• [WHAT YOU WILL DO]:
**1.** Which kinds of coaches does the article on coaching and thought leadership name as examples of the term "coach"? List every one.
**2.** Write out, word for word, the part of the article on coaching and thought leadership that opens with the words containing "When you write" and closes with "towards thought leadership.".

• [DOCUMENT]:
════════════════

Anyone who wants to be a successful coach should focus on becoming a thought leader
thought leader. The term “coach” is broad a term and can  include business coaches, career coaches, life coaches, financial coaches, exercise coaches, etc. If your profession centers around helping others find their way down a specific path to reach a desired result, you are a coach. And you can increase your overall success by becoming a thought leader, as well as by writing a book to increase your credibility and attract a following.

Becoming a thought leader better prepares you to be a coach

To be a true thought leader, you must put in the time and work necessary to gain that coveted title. Media and advertising analyst, Rebecca Lieb, describes thought leadership as, “rather like achieving academic tenure,” and goes on to say, “Thought leadership requires a continuum of wisdom, accomplishment, and a body of published work that stands the test of a degree of time.” (Source)

A true thought leader doesn’t become an expert overnight. They have honed their craft, gathered knowledge, and learned by working over a number of years. They have a list of accomplishments that prove their value. When a coach puts in the time to become a thought leader, they are not simply knowledgeable but also influential, meaning that they not only help their clients but also other professionals in that field.

Publishing a book sets you up to become a thought leader

When you present your knowledge in a well-written nonfiction book, you set yourself up for success. You go from being a self-proclaimed expert to a recognized expert. You set yourself apart from the crowded field and add a significant credential. You know that knowledge is power, but name recognition is just as important. There are hundreds of coaches in your field and the competition for clients is fierce. Don’t you want to be the one with the prestige and name recognition associated with being a thought leader?

When you write your book, you establish yourself as an expert in your field, increase your credibility, set yourself apart from all the self-proclaimed experts, and attract a following. It’s one way to take a step towards thought leadership.

════════════════

• [INFORMATION PROVIDED]:
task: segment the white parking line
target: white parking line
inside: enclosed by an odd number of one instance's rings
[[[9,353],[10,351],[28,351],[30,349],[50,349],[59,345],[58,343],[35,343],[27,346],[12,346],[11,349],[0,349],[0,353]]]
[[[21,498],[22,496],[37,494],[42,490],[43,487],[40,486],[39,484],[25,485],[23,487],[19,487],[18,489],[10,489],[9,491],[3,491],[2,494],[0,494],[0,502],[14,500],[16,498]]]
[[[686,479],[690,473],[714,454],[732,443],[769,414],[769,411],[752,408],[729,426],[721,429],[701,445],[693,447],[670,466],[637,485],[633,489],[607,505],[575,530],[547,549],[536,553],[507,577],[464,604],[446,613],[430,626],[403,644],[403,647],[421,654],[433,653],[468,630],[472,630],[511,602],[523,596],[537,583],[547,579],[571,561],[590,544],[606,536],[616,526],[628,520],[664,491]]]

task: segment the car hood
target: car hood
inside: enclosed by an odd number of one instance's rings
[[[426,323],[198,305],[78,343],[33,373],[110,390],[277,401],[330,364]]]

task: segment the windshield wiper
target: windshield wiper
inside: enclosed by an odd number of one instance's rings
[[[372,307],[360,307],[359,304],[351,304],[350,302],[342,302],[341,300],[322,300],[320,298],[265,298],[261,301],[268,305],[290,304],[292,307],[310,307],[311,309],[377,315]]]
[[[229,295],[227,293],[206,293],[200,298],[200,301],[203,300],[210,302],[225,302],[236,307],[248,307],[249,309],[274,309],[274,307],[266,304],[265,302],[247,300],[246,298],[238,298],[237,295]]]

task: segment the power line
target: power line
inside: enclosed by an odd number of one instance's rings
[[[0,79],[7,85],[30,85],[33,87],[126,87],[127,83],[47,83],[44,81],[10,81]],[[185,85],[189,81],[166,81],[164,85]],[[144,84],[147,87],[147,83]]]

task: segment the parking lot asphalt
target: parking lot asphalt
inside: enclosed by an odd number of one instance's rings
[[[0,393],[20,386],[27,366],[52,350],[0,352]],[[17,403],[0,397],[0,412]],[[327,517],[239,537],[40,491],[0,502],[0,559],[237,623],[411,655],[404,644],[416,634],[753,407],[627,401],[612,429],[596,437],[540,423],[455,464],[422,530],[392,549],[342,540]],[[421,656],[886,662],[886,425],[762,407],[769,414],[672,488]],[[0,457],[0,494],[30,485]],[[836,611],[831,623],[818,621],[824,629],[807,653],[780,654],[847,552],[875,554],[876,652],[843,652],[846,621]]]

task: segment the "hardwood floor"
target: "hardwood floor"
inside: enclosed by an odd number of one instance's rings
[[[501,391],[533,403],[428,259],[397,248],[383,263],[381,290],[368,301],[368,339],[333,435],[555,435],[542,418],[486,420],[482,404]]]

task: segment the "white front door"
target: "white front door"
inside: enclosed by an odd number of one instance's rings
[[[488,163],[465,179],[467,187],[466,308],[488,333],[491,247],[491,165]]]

════════════════

• [SOLUTION LIST]:
**1.**
- Business coaches
- Career coaches
- Life coaches
- Financial coaches
- Exercise coaches

**2.**
When you write your book, you establish yourself as an expert in your field, increase your credibility, set yourself apart from all the self-proclaimed experts, and attract a following. It’s one way to take a step towards thought leadership.